**Task to carry out:** Please reproduce every line of the listing below word for word.

··· Material supplied ···

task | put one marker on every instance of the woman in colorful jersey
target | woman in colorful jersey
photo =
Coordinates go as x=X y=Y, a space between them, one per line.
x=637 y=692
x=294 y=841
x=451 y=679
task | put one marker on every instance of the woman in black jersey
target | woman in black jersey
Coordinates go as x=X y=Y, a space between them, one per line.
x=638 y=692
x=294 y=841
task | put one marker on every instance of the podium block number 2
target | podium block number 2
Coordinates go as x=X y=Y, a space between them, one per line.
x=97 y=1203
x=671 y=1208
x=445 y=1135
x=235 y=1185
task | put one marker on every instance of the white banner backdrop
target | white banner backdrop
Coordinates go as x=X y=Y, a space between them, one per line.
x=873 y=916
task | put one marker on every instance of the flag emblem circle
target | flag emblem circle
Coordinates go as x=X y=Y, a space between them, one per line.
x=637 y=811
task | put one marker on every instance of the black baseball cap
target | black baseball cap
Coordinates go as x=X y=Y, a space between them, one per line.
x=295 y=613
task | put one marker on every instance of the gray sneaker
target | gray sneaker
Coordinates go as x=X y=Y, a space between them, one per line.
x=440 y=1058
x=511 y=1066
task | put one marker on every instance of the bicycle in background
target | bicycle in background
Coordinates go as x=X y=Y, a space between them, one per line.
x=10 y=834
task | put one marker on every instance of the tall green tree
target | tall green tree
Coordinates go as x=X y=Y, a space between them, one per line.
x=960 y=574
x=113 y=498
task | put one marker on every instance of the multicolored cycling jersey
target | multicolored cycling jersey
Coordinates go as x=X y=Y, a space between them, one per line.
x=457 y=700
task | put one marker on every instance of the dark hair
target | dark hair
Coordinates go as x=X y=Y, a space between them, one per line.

···

**Solution:**
task | put one marker on every instance of the woman in colorful jersey
target | woman in colorful jersey
photo =
Coordinates go as x=X y=Y, a space between them, one per line.
x=637 y=692
x=294 y=841
x=451 y=679
task | put one marker on every instance of the woman in black jersey
target | woman in black jersey
Coordinates go as x=X y=Y, a space between them, one per line.
x=638 y=692
x=294 y=841
task | put one marker on every instance of the podium block number 2
target | podium block number 2
Coordinates go as x=X y=Y, a space between them, one per line.
x=97 y=1203
x=671 y=1208
x=445 y=1135
x=235 y=1185
task | put one marker on every instance of the white banner backdrop
target | white banner backdrop
Coordinates go as x=X y=Y, a space between them, one per line.
x=873 y=916
task | put one marker on every instance of the flag emblem circle
target | flag emblem circle
Coordinates go as x=X y=Y, a space between them, one per line.
x=637 y=811
task | put one marker on every instance of the black baseball cap
target | black baseball cap
Coordinates go as x=X y=Y, a space between them, one per line.
x=295 y=613
task | put one marker on every instance of the gray sneaker
target | gray sneaker
Coordinates go as x=X y=Y, a space between them, one per line.
x=440 y=1058
x=511 y=1066
task | put one marker on every instance of the bicycle in background
target | bicycle in background
Coordinates go as x=X y=Y, a space between them, one per line.
x=10 y=834
task | put one marker on every instance of the tall green tree
target | tall green tree
Coordinates go as x=X y=Y, a space between them, one per line.
x=960 y=574
x=113 y=498
task | put one marker on every instance of the multicolored cycling jersey
target | multicolored cycling jersey
Coordinates go as x=X y=Y, a space between them, one per line.
x=457 y=700
task | put one marker on every instance of the dark hair
target | dark hair
Coordinates go as x=X y=Y, a space between them, one per line.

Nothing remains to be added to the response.